▶ DIRECTIVE
Update the entries below by replacing "green tree" with "leafy tree" and leaving all other text as it is.

(Coordinate annotation entries)
_ _ _ _ _

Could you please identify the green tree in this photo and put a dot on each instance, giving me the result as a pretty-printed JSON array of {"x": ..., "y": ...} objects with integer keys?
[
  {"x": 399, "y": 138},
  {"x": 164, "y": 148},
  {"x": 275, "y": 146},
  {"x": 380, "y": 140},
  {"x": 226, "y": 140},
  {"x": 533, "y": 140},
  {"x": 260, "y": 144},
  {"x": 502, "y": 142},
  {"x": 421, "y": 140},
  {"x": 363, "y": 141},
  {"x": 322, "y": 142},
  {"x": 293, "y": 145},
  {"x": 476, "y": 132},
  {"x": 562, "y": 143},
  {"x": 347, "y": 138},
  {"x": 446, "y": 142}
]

_ _ _ _ _

▶ TASK SOLUTION
Could you please identify the leafy tree in this photo and put a dot on each instance, giving me the result as a pretty-printed JSON array of {"x": ..., "y": ...} objects with integer keys?
[
  {"x": 399, "y": 138},
  {"x": 164, "y": 148},
  {"x": 275, "y": 146},
  {"x": 380, "y": 140},
  {"x": 226, "y": 140},
  {"x": 533, "y": 140},
  {"x": 260, "y": 144},
  {"x": 502, "y": 142},
  {"x": 421, "y": 140},
  {"x": 363, "y": 141},
  {"x": 322, "y": 142},
  {"x": 293, "y": 145},
  {"x": 476, "y": 132},
  {"x": 562, "y": 143},
  {"x": 347, "y": 138},
  {"x": 446, "y": 142}
]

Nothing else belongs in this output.